Rows excerpted from a collection
....

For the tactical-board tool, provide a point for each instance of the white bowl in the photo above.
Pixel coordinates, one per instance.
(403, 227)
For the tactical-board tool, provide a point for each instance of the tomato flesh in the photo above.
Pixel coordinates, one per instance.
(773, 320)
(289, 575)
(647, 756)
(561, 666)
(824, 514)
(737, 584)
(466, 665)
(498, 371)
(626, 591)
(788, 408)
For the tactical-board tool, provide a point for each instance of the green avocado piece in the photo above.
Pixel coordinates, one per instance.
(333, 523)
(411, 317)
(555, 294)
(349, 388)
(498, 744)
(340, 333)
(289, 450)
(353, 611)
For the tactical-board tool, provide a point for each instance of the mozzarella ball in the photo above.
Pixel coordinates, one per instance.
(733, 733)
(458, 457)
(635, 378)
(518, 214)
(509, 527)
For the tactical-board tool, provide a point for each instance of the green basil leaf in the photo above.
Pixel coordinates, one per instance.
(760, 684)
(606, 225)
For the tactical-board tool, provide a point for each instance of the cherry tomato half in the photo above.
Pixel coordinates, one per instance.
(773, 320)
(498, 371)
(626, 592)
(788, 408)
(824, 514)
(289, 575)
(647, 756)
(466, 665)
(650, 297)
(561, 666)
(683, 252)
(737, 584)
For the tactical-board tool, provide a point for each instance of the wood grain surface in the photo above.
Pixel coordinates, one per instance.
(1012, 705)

....

→ **SET PROBLEM**:
Format the rows above as a Markdown table with two columns, Row and Line, numbering each line and omitting any blank lines.

→ **PROBLEM SOLUTION**:
| Row | Line |
|---|---|
| 1 | For the tactical-board tool, provide a point for each instance of the white bowl in the photo above. |
| 2 | Pixel coordinates, one per instance. |
| 3 | (403, 227) |
| 4 | For the tactical-board tool, provide a point for each instance of the tomato flesh in the photo above. |
| 5 | Pixel coordinates, one per instance. |
| 6 | (773, 320) |
| 7 | (289, 575) |
| 8 | (647, 756) |
| 9 | (561, 666) |
| 10 | (824, 514) |
| 11 | (737, 584) |
| 12 | (466, 665) |
| 13 | (498, 371) |
| 14 | (626, 591) |
| 15 | (788, 408) |
| 16 | For the tactical-board tool, provide a point for each instance of the green avocado piece in the photo above. |
| 17 | Pixel coordinates, one per instance. |
| 18 | (333, 523) |
| 19 | (411, 317) |
| 20 | (555, 294) |
| 21 | (349, 388) |
| 22 | (498, 744) |
| 23 | (340, 333) |
| 24 | (289, 450) |
| 25 | (353, 611) |
| 26 | For the tactical-board tool, provide a point for each instance of the mozzarella ball in the photo above. |
| 27 | Pixel coordinates, one per instance. |
| 28 | (733, 733) |
| 29 | (458, 457) |
| 30 | (635, 378) |
| 31 | (518, 214) |
| 32 | (509, 527) |
| 33 | For the tactical-board tool, provide a point for each instance of the green basil leaf in the photo above. |
| 34 | Pixel coordinates, one per instance. |
| 35 | (760, 684) |
| 36 | (606, 225) |
| 37 | For the tactical-board tool, provide a point for each instance of the cherry tomato half in the photo above. |
| 38 | Pixel coordinates, one per instance. |
| 39 | (773, 320) |
| 40 | (498, 371) |
| 41 | (626, 592) |
| 42 | (788, 408) |
| 43 | (824, 514) |
| 44 | (289, 575) |
| 45 | (647, 756) |
| 46 | (466, 665) |
| 47 | (650, 297) |
| 48 | (561, 666) |
| 49 | (683, 252) |
| 50 | (737, 584) |
| 51 | For the tactical-board tool, provide a point for each instance of the wood grain surface in the photo above. |
| 52 | Pixel coordinates, one per instance. |
| 53 | (1012, 705) |